*Written task A*. In the profile of Pedro Pablo Sará, where did he die?
*Written task B*. From the senior career list in the profile of Pedro Pablo Sará, name every club that has years given beside it.

*Text segment*.
___

Pedro Pablo Sará

Personal information
- Full name: Pedro Pablo Sará Giordano
- Date of birth: 14 March 1924
- Place of birth: Córdoba, Argentina
- Date of death: 23 March 2004 (aged 80)
- Place of death: Oviedo, Spain
- Position: Midfielder

Senior career*
- Years: Team / Apps / (Gls)
- Concepción Unidos (Villa Concepción del Tío)
- Brinkmann CF
- RC Avellaneda
- Sportivo Belgrano
- –1949: San Lorenzo de Almagro
- 1949–1955: Real Oviedo
- 1955–1957: Real Murcia
- 1957–1959: Real Jaén
- 1959–1961: Alcoyano
- Total:  / 89 / (32)

Managerial career
- 1965–1966: Alcoyano

= Pedro Pablo Sará =

Spanish footballer (1924–2004)

Pedro Pablo Sará Giordano (14 March 1924 – 23 March 2004), was an Argentine footballer who played as a midfielder for Real Oviedo and Real Murcia in the 1950s.

___

*Image object location entries*.

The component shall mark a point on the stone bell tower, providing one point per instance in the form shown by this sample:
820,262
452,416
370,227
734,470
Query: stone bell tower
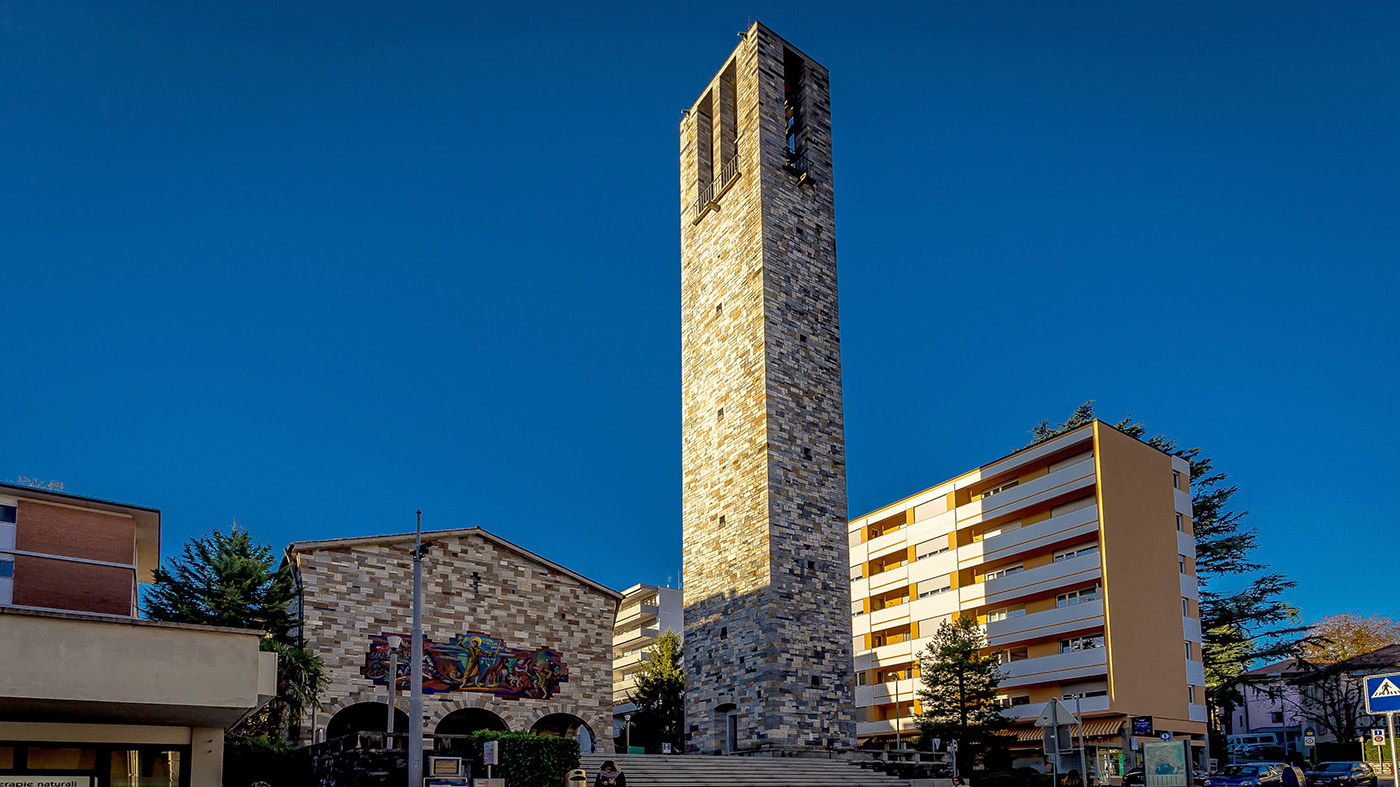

___

*Task response A*. Oviedo, Spain

*Task response B*. San Lorenzo de Almagro, Real Oviedo, Real Murcia, Real Jaén, Alcoyano